◆ **EXERCISE SET**
1. In the text on custody and visitation after family violence, for how many hours before a visit may the abuser be barred from drinking or doing drugs?
2. Reproduce the passage of the custody and visitation text that begins with the words "Possibly, yes. The" and ends with "be denied custody.".

---------- DOCUMENT SEGMENT

Can a parent who committed violence get custody or visitation?
Possibly, yes. The judge must take into consideration any evidence of family violence when making a custody decision. When evidence of family violence is found, the judge will also take into consideration the safety and well-being of the child and of the parent who is the victim of family violence – this should be one of the judge’s main concerns. The judge should also consider the abuser’s history of violence or of causing reasonable fear of violence to another person.* However, there are many other factors that s/he will consider as well - see How will a judge make a decision about custody? Therefore, the fact that a parent committed family violence does not necessarily mean that s/he will be denied custody.
Visitation or parenting time may be awarded to a parent who committed violence only if the judge believes that proper measures can be taken to ensure the safety of you and your child. Here are some things the judge could include in the visitation order:
- that the transfer of your child (from one parent to another) take place in a protected setting;
- supervised visitation by another person or agency (the abuser may be ordered to cover the cost of this);
- that the abuser has to attend and complete a certified family violence intervention program;
- that the abuser cannot drink or do drugs during the visitation and for twenty-four hours before the visitation;
- that overnight visitation is not allowed;
- that the abuser post a bond (money) for the return and safety of the child; and
- require any other condition that is considered necessary to provide for the safety of the child, the victim of violence, and any other household member.**
Whether or not visitation or parenting time is allowed, the judge may order the address of the child and the victim of family violence to be kept confidential.***
Note: A judge will not order you to attend joint counseling with the abuser as a condition of receiving custody, visitation, or parenting time.****
It is recommended that you seek legal advice from a lawyer to assist you in a custody case involving domestic violence issues. For information on how to find a lawyer, see our GA Finding a Lawyer page.

--------------------
---------- EXTRACTED RECORDS

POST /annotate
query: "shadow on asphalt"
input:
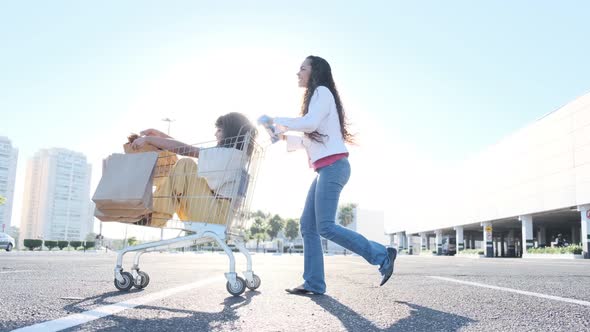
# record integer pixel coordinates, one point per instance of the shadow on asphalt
(420, 319)
(181, 320)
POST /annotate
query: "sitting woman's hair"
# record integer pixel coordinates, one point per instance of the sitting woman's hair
(236, 129)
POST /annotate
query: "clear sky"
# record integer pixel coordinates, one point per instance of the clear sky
(426, 84)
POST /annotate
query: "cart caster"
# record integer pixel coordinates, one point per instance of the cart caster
(143, 278)
(127, 282)
(254, 284)
(238, 288)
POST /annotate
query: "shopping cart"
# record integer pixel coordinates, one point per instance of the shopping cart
(208, 198)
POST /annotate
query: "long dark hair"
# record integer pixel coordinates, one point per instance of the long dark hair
(321, 75)
(236, 129)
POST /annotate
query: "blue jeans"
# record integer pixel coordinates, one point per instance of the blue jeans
(319, 217)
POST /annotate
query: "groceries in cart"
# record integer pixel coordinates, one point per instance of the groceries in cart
(198, 188)
(206, 194)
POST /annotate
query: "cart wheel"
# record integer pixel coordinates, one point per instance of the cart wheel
(127, 282)
(238, 288)
(145, 280)
(254, 284)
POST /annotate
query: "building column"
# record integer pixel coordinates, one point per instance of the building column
(488, 239)
(406, 238)
(460, 238)
(574, 238)
(438, 241)
(527, 232)
(585, 233)
(542, 236)
(423, 242)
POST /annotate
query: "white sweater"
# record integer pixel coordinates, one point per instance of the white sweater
(322, 117)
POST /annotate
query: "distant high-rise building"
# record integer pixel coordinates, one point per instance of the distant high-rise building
(56, 204)
(8, 159)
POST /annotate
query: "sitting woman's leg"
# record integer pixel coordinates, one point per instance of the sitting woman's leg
(195, 200)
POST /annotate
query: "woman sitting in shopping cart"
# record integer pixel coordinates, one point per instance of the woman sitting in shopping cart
(201, 192)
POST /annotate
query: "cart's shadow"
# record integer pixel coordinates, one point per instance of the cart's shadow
(183, 320)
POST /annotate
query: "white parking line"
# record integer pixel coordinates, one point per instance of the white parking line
(511, 290)
(107, 310)
(14, 271)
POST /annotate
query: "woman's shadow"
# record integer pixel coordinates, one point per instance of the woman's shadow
(420, 319)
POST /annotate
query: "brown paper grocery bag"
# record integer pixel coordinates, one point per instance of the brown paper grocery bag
(126, 183)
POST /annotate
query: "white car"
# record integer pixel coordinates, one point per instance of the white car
(6, 241)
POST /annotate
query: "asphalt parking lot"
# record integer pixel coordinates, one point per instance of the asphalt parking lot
(44, 291)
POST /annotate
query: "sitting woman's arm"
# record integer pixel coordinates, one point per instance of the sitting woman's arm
(168, 144)
(154, 132)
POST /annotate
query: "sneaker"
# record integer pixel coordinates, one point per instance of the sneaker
(391, 254)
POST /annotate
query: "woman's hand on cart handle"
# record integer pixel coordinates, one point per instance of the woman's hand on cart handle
(154, 132)
(140, 143)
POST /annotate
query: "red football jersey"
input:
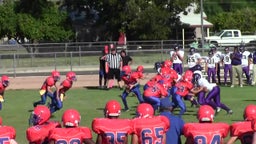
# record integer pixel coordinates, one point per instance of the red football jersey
(2, 88)
(112, 130)
(6, 134)
(151, 130)
(49, 81)
(156, 90)
(39, 133)
(243, 130)
(183, 88)
(66, 85)
(70, 135)
(205, 133)
(132, 78)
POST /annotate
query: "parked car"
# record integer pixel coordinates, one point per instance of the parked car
(230, 37)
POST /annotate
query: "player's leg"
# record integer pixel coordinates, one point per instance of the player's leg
(201, 98)
(124, 95)
(218, 73)
(209, 99)
(226, 73)
(214, 75)
(100, 78)
(218, 102)
(136, 91)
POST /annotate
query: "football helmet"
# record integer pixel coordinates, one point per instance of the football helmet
(112, 108)
(5, 80)
(210, 53)
(71, 118)
(126, 69)
(188, 75)
(250, 112)
(167, 63)
(144, 110)
(40, 115)
(71, 76)
(56, 75)
(205, 113)
(140, 68)
(197, 75)
(192, 50)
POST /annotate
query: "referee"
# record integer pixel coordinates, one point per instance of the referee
(114, 66)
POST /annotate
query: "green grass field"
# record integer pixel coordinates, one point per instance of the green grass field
(90, 103)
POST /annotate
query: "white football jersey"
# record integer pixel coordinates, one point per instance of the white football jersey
(205, 83)
(211, 61)
(176, 58)
(227, 58)
(193, 59)
(218, 56)
(245, 58)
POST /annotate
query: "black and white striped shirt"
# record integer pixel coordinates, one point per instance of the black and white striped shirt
(114, 60)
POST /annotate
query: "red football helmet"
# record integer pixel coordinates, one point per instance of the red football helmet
(112, 108)
(140, 68)
(250, 112)
(205, 113)
(71, 76)
(40, 115)
(167, 63)
(71, 118)
(188, 75)
(5, 80)
(56, 75)
(126, 69)
(145, 110)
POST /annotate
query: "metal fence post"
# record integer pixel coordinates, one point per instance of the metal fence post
(79, 55)
(55, 61)
(71, 63)
(14, 64)
(162, 49)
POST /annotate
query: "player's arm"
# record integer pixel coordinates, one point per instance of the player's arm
(88, 141)
(99, 139)
(135, 139)
(232, 140)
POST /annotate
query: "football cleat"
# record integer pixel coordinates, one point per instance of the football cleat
(71, 118)
(250, 112)
(205, 113)
(40, 115)
(144, 110)
(71, 76)
(112, 108)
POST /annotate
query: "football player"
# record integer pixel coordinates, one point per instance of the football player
(71, 132)
(176, 56)
(148, 128)
(243, 130)
(211, 66)
(102, 69)
(4, 83)
(213, 95)
(205, 131)
(217, 54)
(40, 125)
(7, 134)
(46, 88)
(131, 81)
(112, 129)
(193, 59)
(245, 63)
(181, 90)
(226, 59)
(60, 94)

--------------------

◆ **RESULTS OF THE EXERCISE**
1. Twenty-four hours.

2.
Possibly, yes. The judge must take into consideration any evidence of family violence when making a custody decision. When evidence of family violence is found, the judge will also take into consideration the safety and well-being of the child and of the parent who is the victim of family violence – this should be one of the judge’s main concerns. The judge should also consider the abuser’s history of violence or of causing reasonable fear of violence to another person.* However, there are many other factors that s/he will consider as well - see How will a judge make a decision about custody? Therefore, the fact that a parent committed family violence does not necessarily mean that s/he will be denied custody.